Snack Attack: Iceland’s Best Street Food

Iceland is such a beautiful country full of amazing scenic wonders, but the one thing that really struck me during my visit was that Icelandic cuisine sure is a bit strange! Whether it is served up as street food or part of a more fulsome meal, you can find weird and wacky things to eat here, from fermented shark to sour ram’s testicles!

Lundi (Puffin Meat)
Hangikjot is very popular
Hakarl is an Icelandic national dish

Hangikjot is the Icelandic term for smoked meat, and you can find this delicacy on every street corner in some shape or form. The smoked meat usually is either lamb, mutton, or horse, and is usually boiled and served either hot or cold in slices. It takes its name from the old tradition of smoking food in order to preserve it by hanging it from the rafters of a smoking shed.

## Exercise instructions
Carry on the piece about Iceland's street food, picking up right after its final sentence.

Saved data entries:

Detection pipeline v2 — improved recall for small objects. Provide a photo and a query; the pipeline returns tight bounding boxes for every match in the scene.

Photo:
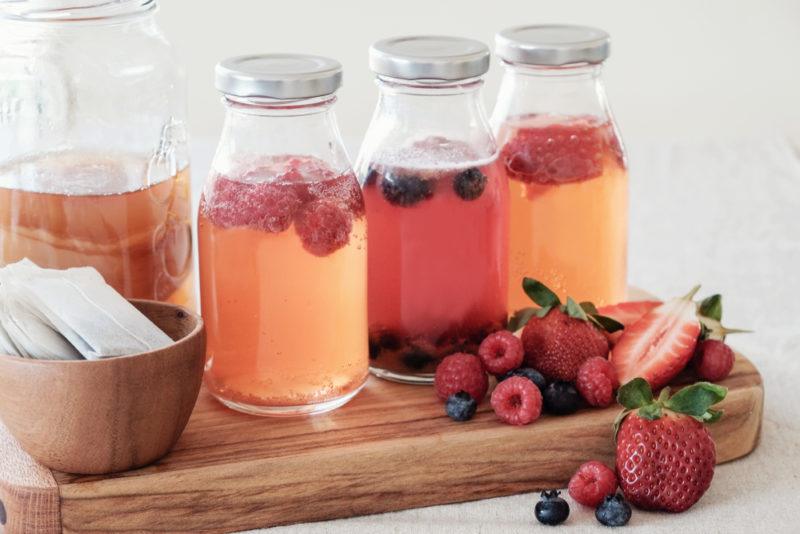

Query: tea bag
[0,260,172,360]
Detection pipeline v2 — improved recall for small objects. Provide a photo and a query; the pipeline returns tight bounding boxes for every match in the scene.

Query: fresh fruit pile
[200,156,364,256]
[428,278,744,526]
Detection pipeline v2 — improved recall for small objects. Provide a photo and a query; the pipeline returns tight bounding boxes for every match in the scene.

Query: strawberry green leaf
[617,378,653,410]
[664,382,728,417]
[566,297,589,321]
[589,313,625,334]
[699,294,722,321]
[522,277,561,308]
[636,402,661,421]
[506,308,539,332]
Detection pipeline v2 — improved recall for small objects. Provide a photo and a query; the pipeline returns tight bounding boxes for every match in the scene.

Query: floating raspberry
[478,330,525,375]
[491,376,542,425]
[694,339,735,382]
[381,172,433,207]
[294,200,353,256]
[569,460,617,507]
[575,356,619,408]
[500,119,607,184]
[204,176,301,233]
[433,352,489,402]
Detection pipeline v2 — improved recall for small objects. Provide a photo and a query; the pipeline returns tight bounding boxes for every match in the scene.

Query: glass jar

## Final result
Fermented Shark (otherwise known as Hakarl) is the national dish of Iceland and consists of a Greenland shark or other sleeper shark which has been cured with a particular fermentation process and hung to dry for four to five months. Kæstur hákarl has a strong ammonia-rich smell and fishy taste, which often puts foreigners off from eating it. For Icelandic residents, however, it is readily available in grocery stores and eaten throughout the year.

Puffin (Landi) is another form of meat that the carnivorous Icelandic people enjoy to eat. While not regularly served up as street food (though may be nice in a wrap), puffin meat can both be boiled in milk sauce or smoked and can be found in restaurants up and down the country.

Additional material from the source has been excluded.